[Records from a data collection]
• • • • •

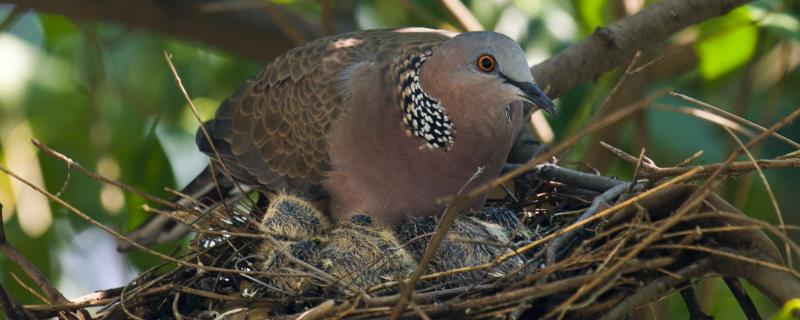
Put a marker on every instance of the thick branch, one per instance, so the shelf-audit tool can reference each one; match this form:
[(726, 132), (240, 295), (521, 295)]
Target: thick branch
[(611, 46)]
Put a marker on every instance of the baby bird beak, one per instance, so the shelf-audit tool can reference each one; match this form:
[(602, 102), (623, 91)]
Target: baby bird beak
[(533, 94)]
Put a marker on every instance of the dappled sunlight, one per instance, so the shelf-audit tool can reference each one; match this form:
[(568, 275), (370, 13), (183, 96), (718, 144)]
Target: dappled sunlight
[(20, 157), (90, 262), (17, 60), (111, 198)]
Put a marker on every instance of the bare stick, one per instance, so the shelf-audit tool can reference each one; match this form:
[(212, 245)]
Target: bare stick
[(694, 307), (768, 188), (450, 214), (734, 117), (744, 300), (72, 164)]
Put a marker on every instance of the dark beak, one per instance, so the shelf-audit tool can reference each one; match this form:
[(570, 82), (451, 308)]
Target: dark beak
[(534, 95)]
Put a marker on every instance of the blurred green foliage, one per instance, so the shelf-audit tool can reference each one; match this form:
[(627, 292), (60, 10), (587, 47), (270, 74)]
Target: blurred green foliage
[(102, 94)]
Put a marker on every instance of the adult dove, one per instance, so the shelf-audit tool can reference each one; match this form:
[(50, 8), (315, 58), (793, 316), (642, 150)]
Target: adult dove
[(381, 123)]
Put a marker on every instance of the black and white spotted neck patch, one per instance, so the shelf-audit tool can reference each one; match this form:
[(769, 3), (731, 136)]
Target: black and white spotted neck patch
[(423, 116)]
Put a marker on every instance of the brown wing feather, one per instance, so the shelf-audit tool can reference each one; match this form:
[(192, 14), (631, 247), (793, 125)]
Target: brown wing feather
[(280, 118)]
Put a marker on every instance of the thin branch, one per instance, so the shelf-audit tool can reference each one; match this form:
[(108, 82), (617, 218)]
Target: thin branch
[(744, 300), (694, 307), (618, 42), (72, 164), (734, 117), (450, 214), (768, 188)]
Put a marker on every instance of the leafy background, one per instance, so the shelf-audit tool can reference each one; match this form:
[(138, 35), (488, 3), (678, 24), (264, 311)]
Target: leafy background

• • • • •

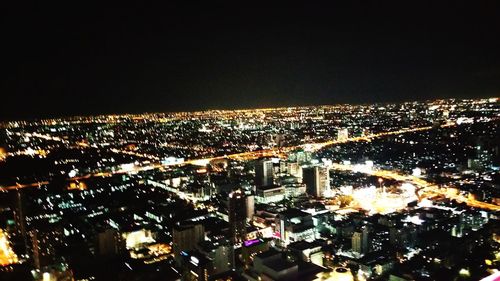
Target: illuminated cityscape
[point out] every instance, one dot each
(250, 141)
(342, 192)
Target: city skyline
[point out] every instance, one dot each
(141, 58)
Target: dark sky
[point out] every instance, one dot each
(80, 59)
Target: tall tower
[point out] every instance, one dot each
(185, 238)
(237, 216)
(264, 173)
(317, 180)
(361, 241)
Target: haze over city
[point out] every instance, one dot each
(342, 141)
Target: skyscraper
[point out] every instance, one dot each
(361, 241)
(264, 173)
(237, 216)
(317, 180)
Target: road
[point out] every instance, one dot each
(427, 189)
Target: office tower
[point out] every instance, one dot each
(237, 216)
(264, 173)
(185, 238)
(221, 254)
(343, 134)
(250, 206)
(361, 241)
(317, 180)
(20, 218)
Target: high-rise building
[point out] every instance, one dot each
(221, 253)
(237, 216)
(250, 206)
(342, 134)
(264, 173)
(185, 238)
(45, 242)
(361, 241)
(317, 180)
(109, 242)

• • • • •

Switch "shelf-audit tool" to "review tool" in the records, starting at the line that contains "Put a marker on every instance of the thick" and ending at the line that contains "[(534, 95)]". Give those lines again with nothing else changed.

Put a marker on every instance of the thick branch, one per instance, so the review tool can reference each one; match this form:
[(726, 132), (240, 295), (521, 295)]
Target: thick branch
[(611, 46)]
Put a marker on every instance of the baby bird beak, one per instance, so the review tool can reference each one; match this form:
[(602, 102), (623, 91)]
Target: baby bird beak
[(533, 94)]
Put a marker on every instance of the dappled sunlight, one per instance, so the review tool can reference each one; match this form:
[(568, 275), (370, 13), (183, 96), (718, 144)]
Target: dappled sunlight
[(20, 157), (90, 262), (17, 60), (111, 198)]
Put a marker on every instance of the bare stick, one per instance, so the review tool can reference each one; match this form:
[(212, 245)]
Target: bare stick
[(694, 307), (768, 188), (450, 214), (734, 117), (744, 300), (72, 164)]
Put a marker on every instance of the dark beak, one per instance, so the review tool can reference each one; match this form:
[(570, 82), (451, 308)]
Target: dark beak
[(534, 95)]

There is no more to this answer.